WHAT THE TASK REQUIRES: When you reach the line containing "indicate the backboard padding, one", begin reproducing the material exactly, stop after the line containing "indicate the player's outstretched", and leave out any pictures along the way.

------------------------------------

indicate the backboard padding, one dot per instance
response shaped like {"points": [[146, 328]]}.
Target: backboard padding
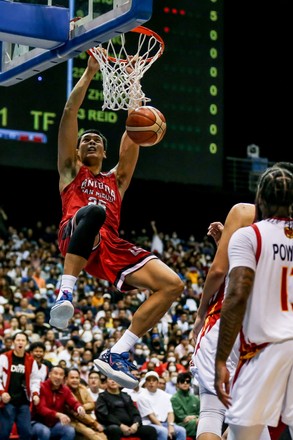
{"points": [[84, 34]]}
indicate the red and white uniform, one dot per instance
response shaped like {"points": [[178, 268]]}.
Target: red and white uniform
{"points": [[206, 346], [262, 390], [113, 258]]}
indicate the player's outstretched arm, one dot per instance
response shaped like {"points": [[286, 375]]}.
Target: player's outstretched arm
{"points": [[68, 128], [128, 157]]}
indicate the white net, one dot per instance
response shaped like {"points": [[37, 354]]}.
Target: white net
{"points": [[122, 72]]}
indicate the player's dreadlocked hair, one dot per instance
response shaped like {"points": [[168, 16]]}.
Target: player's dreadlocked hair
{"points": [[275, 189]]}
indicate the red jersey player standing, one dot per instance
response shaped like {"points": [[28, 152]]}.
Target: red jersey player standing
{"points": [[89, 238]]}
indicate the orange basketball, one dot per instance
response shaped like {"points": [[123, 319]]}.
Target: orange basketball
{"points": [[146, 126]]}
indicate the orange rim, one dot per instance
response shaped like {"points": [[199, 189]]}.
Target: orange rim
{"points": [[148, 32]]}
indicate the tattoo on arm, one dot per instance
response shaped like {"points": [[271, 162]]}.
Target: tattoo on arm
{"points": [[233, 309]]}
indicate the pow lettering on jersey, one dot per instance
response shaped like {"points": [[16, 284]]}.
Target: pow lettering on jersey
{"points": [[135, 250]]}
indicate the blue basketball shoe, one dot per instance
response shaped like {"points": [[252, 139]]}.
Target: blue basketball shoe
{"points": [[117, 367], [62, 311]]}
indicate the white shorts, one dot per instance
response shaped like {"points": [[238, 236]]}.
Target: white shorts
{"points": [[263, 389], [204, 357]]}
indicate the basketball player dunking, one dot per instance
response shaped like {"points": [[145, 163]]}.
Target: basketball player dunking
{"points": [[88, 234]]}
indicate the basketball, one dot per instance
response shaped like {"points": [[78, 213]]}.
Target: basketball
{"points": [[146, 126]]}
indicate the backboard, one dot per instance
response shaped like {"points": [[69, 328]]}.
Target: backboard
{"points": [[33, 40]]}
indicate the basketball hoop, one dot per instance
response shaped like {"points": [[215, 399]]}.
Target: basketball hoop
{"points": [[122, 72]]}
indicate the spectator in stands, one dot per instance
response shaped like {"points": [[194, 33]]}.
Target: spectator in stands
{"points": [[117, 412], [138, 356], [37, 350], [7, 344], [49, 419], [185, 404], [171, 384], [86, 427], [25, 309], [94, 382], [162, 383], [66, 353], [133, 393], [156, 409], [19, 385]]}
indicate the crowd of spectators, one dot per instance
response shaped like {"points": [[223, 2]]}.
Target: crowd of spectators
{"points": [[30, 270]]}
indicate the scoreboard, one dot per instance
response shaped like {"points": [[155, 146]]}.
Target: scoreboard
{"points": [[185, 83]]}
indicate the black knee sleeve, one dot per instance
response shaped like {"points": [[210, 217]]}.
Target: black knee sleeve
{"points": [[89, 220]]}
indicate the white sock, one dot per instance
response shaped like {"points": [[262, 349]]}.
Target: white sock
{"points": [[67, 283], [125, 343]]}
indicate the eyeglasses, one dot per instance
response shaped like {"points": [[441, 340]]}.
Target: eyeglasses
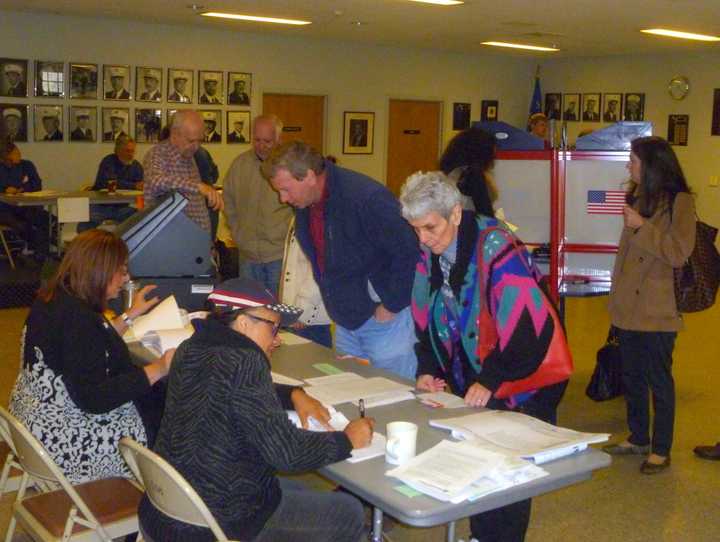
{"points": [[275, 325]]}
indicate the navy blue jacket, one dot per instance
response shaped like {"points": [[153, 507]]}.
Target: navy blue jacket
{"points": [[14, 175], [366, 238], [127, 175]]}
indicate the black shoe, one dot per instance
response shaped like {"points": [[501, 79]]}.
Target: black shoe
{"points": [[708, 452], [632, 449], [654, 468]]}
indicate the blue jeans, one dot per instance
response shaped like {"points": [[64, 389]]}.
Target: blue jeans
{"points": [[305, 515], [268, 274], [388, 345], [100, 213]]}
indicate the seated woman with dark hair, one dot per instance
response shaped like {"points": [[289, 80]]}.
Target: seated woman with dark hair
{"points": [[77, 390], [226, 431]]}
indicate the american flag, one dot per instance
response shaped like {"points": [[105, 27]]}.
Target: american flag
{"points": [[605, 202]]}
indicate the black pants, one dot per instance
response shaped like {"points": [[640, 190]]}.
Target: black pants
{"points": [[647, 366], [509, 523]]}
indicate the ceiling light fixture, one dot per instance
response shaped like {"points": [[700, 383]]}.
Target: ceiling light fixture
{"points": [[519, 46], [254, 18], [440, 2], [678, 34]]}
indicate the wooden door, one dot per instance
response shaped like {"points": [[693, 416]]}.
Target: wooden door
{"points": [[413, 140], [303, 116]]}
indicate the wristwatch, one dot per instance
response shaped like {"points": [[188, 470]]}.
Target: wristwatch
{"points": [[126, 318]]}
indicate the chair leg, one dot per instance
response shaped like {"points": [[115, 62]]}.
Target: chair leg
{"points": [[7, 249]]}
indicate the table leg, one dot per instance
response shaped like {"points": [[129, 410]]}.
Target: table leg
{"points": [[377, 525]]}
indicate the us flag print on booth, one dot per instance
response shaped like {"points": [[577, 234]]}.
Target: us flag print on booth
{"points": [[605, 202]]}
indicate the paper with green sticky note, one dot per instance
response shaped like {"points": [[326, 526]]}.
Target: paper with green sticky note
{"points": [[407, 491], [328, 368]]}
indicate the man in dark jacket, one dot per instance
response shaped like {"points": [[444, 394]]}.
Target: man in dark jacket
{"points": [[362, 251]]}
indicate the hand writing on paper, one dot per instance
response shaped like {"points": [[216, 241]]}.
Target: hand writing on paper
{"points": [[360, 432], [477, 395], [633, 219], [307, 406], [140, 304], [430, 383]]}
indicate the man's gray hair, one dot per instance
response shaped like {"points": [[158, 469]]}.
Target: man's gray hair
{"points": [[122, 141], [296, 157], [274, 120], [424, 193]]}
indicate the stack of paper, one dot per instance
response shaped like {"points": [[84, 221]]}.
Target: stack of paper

------------------------------------

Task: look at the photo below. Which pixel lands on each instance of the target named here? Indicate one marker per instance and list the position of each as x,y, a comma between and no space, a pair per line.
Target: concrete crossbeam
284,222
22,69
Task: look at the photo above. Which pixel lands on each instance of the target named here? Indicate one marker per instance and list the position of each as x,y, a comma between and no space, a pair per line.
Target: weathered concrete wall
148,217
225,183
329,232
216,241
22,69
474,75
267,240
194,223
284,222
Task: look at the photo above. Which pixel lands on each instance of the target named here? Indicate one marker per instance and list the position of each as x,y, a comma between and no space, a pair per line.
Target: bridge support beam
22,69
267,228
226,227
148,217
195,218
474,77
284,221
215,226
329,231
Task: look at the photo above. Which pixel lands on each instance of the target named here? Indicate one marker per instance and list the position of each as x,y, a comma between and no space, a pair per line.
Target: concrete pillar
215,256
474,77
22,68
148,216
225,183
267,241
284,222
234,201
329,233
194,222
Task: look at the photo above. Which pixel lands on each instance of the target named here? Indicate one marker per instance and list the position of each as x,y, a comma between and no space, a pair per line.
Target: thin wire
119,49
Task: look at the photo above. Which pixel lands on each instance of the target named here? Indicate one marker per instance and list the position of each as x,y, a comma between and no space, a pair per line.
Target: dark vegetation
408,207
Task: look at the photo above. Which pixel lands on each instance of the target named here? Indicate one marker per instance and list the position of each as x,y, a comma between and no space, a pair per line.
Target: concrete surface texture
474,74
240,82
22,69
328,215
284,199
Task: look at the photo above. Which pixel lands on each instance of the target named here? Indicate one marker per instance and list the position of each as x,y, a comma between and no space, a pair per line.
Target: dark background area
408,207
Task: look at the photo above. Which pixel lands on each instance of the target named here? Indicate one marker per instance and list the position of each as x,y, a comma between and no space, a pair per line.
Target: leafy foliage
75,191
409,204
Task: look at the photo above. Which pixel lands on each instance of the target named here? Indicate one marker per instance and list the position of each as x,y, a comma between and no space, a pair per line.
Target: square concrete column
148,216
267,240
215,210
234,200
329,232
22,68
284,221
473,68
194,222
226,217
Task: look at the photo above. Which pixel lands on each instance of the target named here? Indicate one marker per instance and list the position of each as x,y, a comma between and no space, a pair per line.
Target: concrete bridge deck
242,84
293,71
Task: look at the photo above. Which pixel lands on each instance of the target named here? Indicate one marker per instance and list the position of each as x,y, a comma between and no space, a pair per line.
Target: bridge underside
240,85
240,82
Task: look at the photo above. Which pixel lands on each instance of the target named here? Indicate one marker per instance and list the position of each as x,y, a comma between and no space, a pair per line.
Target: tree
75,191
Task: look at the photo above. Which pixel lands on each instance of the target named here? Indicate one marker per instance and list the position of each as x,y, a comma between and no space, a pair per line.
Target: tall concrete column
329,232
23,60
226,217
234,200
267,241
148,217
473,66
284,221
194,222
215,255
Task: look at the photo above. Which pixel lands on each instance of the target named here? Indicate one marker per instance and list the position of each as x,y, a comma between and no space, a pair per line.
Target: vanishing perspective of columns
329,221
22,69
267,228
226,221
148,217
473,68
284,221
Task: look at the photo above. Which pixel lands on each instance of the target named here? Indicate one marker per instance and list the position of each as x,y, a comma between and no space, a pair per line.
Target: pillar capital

------------------------------------

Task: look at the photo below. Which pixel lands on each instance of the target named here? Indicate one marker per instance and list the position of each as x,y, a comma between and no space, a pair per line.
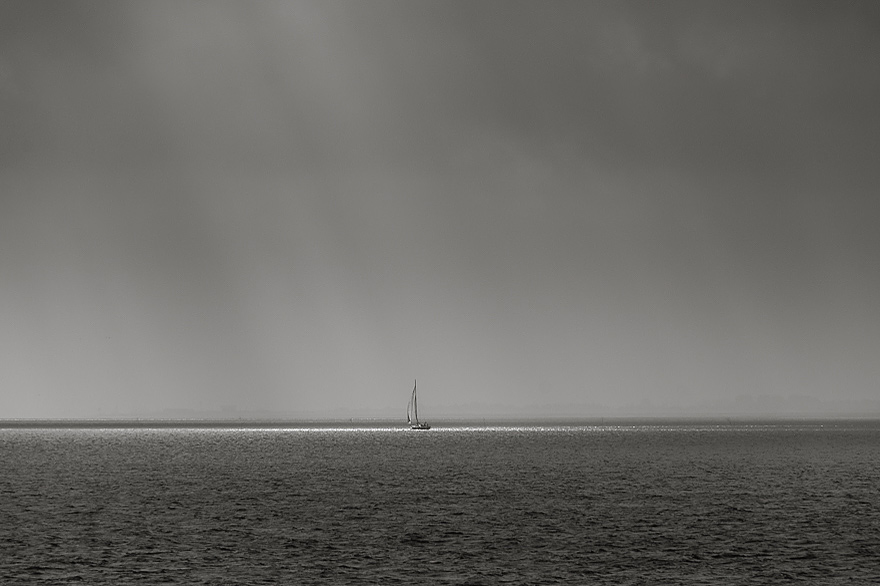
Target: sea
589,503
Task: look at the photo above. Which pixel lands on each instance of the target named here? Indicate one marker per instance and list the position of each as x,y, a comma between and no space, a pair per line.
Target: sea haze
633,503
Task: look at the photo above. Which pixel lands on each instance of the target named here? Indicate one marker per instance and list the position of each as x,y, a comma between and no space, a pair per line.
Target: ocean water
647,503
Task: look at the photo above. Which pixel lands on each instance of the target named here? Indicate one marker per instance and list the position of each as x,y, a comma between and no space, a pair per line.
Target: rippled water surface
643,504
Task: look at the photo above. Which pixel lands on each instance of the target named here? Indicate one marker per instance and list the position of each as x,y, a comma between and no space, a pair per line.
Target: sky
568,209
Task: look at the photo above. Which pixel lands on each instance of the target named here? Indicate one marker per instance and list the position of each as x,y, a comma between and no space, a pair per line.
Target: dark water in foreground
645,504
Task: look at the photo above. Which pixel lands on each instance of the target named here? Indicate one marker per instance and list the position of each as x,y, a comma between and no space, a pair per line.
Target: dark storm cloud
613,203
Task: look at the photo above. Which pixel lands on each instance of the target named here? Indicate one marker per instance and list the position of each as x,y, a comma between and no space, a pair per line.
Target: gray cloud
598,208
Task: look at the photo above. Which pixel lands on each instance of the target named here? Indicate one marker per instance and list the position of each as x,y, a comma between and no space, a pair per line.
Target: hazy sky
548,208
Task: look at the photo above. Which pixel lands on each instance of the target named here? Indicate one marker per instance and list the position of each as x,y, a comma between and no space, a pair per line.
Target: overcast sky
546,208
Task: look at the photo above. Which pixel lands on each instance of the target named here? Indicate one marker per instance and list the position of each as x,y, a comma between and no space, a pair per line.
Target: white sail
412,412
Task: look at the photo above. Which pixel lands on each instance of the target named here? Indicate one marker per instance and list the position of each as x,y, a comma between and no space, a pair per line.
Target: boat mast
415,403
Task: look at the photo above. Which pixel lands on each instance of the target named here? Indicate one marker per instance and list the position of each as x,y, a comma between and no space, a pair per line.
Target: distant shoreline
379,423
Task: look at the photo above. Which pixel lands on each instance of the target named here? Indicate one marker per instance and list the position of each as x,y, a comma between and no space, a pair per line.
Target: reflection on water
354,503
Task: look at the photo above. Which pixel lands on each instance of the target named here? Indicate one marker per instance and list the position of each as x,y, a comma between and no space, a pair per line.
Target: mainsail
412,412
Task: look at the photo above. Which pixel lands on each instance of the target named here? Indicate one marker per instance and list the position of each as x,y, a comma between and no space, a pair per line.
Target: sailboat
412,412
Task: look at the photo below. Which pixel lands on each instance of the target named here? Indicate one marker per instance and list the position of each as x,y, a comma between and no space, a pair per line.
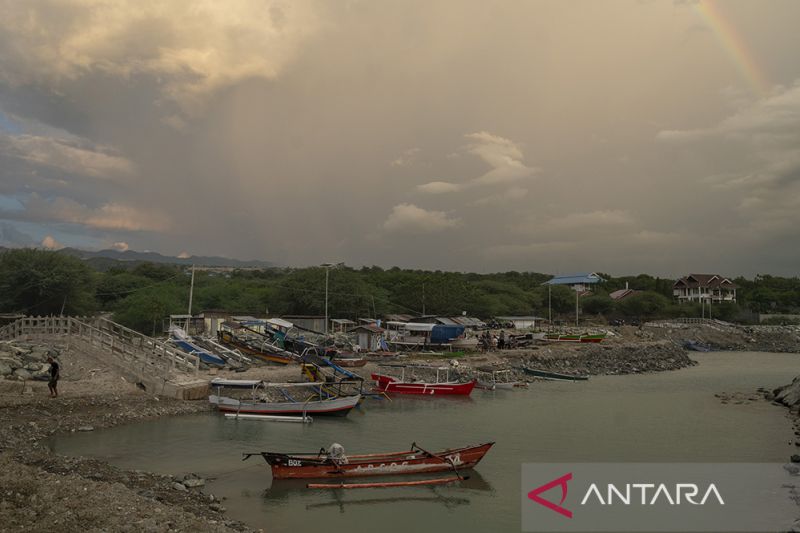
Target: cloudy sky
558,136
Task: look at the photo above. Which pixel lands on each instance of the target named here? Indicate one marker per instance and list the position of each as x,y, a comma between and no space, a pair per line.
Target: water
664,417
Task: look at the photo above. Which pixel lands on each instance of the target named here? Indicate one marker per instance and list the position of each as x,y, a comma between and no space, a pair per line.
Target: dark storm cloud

------------------------------------

RESPONSE TO THIS EXERCISE:
indicate the backboard padding, one dot per instance
response shaped like {"points": [[146, 328]]}.
Target: backboard padding
{"points": [[84, 34]]}
indicate the red and white uniform, one dot per instance
response shaped like {"points": [[178, 268]]}.
Target: red and white uniform
{"points": [[206, 346], [262, 390], [113, 258]]}
indicate the player's outstretched arm, one dot per instance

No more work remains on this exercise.